What is expected:
Filter the dataset rows below, keeping every line that contains the word "woman". Match case exactly.

Dataset rows
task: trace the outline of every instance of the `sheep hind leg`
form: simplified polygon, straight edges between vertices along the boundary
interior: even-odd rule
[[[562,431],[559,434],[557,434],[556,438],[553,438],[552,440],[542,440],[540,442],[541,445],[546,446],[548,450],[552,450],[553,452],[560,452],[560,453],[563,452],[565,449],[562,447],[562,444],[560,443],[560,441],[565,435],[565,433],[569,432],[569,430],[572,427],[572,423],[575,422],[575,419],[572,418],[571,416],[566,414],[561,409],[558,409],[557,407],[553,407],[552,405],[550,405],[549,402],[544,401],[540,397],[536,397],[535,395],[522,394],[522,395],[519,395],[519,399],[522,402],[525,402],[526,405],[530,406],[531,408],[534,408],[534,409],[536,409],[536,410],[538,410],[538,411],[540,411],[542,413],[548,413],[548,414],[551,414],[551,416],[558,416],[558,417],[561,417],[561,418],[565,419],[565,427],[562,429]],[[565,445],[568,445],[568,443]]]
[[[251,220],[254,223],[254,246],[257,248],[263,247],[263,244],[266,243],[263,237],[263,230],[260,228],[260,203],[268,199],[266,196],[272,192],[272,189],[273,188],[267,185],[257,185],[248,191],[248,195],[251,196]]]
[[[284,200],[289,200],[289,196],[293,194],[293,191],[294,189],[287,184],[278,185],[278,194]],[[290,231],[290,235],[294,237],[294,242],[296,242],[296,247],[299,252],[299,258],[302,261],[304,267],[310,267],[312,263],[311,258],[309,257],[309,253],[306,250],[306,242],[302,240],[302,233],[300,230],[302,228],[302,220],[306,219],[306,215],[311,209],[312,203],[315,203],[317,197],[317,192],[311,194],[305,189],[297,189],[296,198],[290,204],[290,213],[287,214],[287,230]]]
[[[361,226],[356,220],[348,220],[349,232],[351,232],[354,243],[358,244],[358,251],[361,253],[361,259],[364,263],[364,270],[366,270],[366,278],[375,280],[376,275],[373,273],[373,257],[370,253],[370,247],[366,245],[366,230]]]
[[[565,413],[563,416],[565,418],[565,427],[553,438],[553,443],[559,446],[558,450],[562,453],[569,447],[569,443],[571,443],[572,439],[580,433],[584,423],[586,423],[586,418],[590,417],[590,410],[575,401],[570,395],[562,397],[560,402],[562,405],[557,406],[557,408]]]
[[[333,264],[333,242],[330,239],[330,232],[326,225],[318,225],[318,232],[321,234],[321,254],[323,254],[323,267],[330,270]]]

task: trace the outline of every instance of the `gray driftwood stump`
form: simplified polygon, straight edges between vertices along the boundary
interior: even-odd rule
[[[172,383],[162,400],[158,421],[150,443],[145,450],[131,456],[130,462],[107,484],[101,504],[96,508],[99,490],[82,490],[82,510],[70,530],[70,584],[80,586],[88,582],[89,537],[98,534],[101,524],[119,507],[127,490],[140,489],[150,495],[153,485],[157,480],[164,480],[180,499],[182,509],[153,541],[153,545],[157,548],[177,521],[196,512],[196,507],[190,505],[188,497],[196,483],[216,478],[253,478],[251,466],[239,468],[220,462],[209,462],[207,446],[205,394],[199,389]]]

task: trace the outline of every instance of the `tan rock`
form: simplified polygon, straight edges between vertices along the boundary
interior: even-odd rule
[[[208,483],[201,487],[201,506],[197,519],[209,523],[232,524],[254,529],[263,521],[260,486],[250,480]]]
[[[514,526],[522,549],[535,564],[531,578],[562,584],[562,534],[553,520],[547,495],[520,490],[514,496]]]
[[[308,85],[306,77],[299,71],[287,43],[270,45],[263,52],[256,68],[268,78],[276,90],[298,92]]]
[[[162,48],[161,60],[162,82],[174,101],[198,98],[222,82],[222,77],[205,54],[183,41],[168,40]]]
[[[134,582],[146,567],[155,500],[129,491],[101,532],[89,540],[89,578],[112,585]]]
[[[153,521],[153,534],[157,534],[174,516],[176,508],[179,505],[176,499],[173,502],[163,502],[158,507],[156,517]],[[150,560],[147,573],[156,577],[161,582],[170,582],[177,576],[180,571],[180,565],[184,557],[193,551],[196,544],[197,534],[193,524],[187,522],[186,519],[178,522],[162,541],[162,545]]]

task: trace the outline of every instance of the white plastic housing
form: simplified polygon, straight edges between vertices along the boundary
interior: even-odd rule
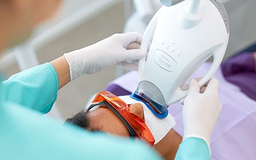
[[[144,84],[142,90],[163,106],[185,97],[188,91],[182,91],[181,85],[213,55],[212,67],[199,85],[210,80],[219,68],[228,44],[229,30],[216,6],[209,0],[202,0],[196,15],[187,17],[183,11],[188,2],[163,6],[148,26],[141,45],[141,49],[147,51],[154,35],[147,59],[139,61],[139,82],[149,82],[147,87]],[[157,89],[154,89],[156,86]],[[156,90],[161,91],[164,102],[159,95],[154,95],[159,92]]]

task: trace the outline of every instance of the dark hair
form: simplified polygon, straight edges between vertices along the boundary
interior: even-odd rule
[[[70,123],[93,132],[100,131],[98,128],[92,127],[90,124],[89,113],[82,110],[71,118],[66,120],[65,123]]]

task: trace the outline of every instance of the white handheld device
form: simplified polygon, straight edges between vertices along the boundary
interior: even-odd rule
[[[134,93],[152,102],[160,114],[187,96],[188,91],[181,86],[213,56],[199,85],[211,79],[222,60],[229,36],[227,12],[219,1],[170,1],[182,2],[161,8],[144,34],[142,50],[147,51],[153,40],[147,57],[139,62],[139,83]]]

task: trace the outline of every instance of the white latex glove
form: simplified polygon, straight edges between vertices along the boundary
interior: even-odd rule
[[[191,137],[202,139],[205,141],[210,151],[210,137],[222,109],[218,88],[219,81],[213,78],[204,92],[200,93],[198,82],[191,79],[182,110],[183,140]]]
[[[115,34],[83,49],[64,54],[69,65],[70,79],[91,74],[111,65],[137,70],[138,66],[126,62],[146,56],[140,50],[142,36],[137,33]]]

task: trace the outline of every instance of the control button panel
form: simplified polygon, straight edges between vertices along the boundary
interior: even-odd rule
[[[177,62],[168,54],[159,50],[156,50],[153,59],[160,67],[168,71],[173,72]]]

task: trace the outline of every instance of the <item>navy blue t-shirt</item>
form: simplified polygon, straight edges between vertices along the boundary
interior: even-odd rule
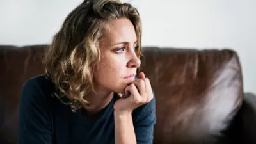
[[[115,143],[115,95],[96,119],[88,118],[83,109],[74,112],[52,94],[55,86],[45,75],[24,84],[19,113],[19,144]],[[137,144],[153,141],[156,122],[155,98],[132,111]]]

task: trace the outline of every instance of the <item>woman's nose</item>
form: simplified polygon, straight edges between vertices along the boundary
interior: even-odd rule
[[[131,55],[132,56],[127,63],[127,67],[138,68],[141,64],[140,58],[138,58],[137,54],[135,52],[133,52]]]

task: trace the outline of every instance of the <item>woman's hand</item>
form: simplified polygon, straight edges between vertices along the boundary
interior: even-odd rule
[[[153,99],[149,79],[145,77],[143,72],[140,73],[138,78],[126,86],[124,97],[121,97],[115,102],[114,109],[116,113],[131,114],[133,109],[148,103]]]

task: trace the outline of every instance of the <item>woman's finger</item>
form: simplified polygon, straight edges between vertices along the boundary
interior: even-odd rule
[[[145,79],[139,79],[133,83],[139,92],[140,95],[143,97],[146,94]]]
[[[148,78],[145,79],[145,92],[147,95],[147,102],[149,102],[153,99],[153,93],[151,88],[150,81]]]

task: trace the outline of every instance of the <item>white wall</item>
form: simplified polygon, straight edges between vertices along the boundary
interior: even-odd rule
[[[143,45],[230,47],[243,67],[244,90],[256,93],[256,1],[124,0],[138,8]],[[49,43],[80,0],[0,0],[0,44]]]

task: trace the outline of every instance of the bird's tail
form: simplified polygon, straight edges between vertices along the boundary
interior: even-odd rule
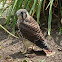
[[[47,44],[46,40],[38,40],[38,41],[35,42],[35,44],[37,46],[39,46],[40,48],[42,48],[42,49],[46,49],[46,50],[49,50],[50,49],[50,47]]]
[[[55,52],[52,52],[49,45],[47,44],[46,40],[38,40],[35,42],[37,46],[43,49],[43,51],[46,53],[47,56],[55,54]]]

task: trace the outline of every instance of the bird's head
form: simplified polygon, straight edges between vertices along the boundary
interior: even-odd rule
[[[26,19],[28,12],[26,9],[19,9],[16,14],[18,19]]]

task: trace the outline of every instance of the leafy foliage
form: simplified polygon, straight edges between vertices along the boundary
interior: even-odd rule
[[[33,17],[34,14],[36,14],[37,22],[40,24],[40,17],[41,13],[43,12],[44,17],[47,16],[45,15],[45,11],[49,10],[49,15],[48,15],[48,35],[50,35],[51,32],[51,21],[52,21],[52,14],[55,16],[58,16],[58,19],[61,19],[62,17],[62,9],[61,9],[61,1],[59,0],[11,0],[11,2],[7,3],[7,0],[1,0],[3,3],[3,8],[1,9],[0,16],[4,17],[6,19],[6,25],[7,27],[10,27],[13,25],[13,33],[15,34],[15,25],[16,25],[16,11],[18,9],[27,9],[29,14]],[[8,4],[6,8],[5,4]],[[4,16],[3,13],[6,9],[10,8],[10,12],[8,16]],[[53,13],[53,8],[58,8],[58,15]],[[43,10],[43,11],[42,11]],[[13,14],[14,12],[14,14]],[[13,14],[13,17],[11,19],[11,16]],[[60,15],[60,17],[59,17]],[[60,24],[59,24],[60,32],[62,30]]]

* * *

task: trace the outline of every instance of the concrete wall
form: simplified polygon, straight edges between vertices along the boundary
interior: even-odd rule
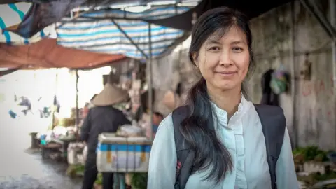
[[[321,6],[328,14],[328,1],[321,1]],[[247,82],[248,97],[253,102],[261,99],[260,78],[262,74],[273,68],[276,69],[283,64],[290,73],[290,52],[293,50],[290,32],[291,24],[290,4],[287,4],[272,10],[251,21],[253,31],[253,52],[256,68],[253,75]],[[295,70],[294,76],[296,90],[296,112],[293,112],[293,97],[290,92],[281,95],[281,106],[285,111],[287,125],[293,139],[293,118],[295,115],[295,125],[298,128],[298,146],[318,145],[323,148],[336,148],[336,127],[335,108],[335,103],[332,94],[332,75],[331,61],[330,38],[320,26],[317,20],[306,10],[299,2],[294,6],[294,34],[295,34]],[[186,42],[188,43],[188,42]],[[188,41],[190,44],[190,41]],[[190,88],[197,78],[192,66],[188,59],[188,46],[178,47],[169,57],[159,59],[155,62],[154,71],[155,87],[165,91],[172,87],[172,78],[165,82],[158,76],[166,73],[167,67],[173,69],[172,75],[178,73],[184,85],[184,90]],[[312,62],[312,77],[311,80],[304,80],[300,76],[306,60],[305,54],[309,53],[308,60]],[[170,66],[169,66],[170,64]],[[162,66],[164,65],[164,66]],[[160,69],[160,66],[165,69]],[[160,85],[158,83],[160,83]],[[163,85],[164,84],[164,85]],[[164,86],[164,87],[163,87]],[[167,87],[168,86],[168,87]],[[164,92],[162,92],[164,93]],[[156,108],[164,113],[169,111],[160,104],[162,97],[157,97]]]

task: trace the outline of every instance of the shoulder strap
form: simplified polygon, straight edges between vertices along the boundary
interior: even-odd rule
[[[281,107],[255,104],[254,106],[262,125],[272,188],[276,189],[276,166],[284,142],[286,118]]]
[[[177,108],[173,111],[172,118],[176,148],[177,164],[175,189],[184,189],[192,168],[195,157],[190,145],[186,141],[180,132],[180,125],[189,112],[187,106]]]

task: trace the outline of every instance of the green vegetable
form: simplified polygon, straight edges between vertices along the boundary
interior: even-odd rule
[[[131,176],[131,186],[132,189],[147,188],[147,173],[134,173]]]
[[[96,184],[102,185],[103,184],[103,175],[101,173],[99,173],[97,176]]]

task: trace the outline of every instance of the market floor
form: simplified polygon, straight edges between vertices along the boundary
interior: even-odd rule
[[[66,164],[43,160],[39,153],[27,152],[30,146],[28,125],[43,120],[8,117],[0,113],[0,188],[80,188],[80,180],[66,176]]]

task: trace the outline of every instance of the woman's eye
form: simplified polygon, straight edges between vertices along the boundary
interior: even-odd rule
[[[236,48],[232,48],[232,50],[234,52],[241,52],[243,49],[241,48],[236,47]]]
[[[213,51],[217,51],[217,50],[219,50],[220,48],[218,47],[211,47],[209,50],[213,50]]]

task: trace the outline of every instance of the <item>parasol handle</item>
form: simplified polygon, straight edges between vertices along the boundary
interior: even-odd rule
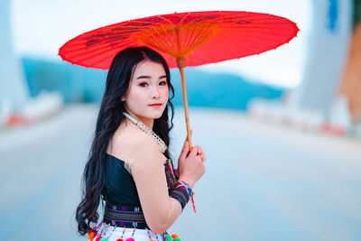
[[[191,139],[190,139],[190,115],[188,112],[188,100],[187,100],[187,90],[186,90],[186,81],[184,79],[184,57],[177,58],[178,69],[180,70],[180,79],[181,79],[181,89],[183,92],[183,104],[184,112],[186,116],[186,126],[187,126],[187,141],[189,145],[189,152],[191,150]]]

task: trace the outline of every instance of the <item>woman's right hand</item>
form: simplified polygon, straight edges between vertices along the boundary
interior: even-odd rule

* * *

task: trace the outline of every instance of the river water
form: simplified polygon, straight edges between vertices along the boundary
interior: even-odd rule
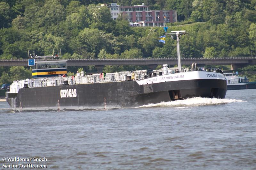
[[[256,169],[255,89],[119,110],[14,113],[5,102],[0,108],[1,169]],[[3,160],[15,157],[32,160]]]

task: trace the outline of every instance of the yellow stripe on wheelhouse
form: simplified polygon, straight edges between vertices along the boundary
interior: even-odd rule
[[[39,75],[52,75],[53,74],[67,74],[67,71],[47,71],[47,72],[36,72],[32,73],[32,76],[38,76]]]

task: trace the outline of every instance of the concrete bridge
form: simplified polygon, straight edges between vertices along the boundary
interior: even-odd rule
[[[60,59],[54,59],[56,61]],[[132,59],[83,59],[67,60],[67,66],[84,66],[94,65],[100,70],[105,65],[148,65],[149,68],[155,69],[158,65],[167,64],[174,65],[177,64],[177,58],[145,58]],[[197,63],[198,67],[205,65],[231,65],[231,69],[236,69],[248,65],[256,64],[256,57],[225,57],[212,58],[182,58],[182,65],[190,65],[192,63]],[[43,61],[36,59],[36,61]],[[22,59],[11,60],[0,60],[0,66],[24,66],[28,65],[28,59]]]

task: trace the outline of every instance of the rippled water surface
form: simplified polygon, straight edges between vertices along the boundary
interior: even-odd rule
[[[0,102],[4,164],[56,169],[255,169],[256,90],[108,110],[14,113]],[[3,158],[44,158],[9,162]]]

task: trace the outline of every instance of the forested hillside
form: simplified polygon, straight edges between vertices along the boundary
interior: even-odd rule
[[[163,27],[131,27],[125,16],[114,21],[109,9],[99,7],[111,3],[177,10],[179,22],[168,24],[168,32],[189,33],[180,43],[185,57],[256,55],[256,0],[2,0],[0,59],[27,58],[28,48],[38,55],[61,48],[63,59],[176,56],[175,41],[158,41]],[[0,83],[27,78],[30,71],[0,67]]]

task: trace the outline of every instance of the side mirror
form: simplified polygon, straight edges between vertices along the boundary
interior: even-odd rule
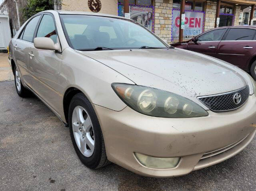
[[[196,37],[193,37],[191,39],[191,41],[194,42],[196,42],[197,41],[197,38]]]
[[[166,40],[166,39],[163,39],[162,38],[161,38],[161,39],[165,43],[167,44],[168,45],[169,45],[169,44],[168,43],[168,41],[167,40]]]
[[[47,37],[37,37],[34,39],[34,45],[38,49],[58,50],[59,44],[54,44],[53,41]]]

Written answer:
task: trace the outline of every instance of the <item>woman's nose</item>
task: trace the outline of every instance of the <item>woman's hand</item>
task: trace the outline of every instance of the <item>woman's finger</item>
task: trace the outline of every instance of the woman's eye
task: trace the outline of every instance of the <item>woman's right hand</item>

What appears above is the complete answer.